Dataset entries
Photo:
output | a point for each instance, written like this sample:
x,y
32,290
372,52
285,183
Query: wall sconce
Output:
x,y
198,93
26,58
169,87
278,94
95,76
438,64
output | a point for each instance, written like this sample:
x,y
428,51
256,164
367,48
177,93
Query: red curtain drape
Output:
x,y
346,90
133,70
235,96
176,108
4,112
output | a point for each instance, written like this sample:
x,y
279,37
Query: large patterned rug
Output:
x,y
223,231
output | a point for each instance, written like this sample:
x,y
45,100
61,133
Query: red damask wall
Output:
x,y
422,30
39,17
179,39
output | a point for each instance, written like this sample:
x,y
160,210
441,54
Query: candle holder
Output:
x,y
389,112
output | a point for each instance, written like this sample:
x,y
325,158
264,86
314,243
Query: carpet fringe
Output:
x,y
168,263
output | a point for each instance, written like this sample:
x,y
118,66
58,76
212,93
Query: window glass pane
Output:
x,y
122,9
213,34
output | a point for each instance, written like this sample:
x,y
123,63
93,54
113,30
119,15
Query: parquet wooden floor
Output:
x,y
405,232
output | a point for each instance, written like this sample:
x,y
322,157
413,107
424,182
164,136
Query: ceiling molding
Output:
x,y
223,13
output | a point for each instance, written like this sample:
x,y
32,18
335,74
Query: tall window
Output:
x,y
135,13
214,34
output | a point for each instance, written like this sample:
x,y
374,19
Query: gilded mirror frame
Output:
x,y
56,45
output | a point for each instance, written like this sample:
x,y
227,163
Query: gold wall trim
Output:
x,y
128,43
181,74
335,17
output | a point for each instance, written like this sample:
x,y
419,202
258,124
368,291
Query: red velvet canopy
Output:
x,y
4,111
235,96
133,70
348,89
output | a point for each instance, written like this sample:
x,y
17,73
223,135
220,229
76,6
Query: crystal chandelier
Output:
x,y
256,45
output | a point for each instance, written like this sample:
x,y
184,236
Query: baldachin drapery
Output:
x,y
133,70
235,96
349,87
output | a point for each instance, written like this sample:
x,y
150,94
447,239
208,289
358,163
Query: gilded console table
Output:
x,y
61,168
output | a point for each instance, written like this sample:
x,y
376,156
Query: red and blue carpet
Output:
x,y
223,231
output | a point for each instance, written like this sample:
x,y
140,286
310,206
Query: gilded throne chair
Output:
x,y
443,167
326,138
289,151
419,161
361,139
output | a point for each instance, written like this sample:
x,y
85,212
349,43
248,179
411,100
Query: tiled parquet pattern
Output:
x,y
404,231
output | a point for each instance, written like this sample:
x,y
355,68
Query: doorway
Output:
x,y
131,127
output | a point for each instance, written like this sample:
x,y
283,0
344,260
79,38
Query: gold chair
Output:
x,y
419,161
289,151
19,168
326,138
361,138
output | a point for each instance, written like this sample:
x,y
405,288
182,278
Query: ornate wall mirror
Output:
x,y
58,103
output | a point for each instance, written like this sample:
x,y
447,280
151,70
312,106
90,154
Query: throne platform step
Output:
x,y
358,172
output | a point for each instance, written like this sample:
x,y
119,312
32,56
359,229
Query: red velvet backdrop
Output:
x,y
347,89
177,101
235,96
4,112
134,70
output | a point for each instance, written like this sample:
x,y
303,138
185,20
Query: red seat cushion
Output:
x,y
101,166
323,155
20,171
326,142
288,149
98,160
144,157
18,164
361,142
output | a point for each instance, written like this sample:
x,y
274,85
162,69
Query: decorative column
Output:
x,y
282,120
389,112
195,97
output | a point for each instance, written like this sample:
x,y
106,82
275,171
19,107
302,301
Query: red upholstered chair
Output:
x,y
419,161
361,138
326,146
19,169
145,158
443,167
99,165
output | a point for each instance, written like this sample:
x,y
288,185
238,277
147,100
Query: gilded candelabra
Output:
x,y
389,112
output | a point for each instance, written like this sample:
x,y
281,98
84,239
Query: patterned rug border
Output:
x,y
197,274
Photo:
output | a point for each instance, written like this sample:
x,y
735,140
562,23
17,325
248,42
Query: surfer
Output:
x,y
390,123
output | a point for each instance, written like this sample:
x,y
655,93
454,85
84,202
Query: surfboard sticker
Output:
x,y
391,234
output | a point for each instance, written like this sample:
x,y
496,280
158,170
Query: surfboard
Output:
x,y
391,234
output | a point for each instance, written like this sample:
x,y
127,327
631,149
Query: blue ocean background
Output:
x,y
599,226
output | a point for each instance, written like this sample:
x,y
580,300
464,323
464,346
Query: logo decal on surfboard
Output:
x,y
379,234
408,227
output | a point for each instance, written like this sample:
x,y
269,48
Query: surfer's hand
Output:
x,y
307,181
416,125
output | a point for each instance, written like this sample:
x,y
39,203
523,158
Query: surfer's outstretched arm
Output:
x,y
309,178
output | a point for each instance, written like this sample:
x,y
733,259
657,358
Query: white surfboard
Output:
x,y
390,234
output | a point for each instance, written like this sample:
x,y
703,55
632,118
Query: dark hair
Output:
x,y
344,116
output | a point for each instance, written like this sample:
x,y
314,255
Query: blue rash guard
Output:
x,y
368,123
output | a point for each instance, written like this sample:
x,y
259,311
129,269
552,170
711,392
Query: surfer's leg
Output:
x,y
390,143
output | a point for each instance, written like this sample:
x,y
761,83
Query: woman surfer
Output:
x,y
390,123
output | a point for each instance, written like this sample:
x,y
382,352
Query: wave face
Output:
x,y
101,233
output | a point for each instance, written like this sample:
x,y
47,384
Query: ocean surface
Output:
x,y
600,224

◆ Action item
A count is needed of the lines above that hold the word "chair"; give that count and no other text.

◆ Response below
3